**Problème à résoudre:** Relevez tous les titres de films cités dans l'extrait ci-dessous sur le nouveau film de Godard.

**Extrait de source:**
═══

Un nouveau film de JL Godard est toujours un évènement dans le monde du cinéma. Après ‘’3X3D’’, le réalisateur de ‘’A bout de souffle’’ (avec Jean-Paul Belmondo) et du ‘’Mépris’’ (avec Brigitte Bardot), continue à creuser le sillon d’un cinéma expérimental de plus en plus radical. Ce nouveau film mélange une histoire intime avec un conte philosophique, à travers une image 3D et une débauche de technologie fascinante. Sélection officielle du festival de Cannes 2014, ce film vient de recevoir le Prix du Jury.

‘’Adieu au langage’’ est un film difficile et déconcertant au premier abord. C’est une sorte de conte inclassable, en 3D obtenu en filmant avec deux téléphones portables, fragmenté en une succession de petites scènes, saturées de couleurs fluos et de sang, à travers lesquelles le réalisateur franco-suisse veut crier son refus des langages d’aujourd’hui, qui sont dépourvus de sens à ses yeux, en tous cas, bien loin du véritable langage qui dit l’homme et son drame.

═══

**Matériel présenté:**
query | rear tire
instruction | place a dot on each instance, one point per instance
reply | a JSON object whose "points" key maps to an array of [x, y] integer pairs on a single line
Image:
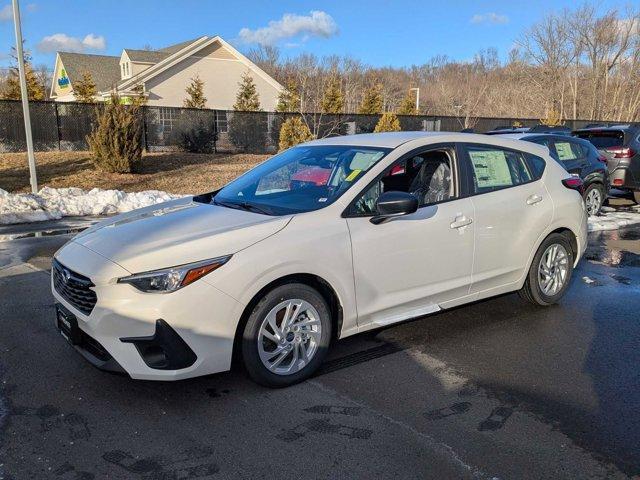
{"points": [[550, 272], [594, 197], [287, 335]]}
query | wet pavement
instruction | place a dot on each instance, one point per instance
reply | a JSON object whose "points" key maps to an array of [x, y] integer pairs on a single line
{"points": [[496, 389]]}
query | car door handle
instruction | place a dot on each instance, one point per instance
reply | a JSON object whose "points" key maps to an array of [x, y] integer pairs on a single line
{"points": [[533, 199], [461, 221]]}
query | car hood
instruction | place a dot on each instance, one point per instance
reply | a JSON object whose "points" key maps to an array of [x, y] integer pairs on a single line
{"points": [[175, 233]]}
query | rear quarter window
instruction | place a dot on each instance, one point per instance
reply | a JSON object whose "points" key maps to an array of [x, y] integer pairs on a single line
{"points": [[536, 165], [604, 140]]}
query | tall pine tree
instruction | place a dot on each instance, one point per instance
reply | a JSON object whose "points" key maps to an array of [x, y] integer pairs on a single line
{"points": [[247, 99], [372, 101], [195, 90]]}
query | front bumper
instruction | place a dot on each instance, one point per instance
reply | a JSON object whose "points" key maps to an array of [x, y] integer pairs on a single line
{"points": [[131, 326]]}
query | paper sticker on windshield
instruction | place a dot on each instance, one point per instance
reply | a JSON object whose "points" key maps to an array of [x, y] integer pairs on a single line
{"points": [[353, 175]]}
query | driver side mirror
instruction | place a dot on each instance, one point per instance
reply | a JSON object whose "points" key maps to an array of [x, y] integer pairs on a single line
{"points": [[394, 204]]}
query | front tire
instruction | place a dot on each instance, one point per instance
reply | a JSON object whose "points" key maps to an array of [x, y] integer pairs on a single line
{"points": [[550, 272], [287, 335]]}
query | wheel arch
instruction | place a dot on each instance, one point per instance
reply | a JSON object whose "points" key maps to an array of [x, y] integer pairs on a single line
{"points": [[573, 242], [315, 281]]}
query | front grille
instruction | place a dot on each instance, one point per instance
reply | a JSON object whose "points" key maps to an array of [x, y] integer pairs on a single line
{"points": [[74, 288]]}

═══

**Réponse rédigée:**
- 3X3D
- A bout de souffle
- Mépris
- Adieu au langage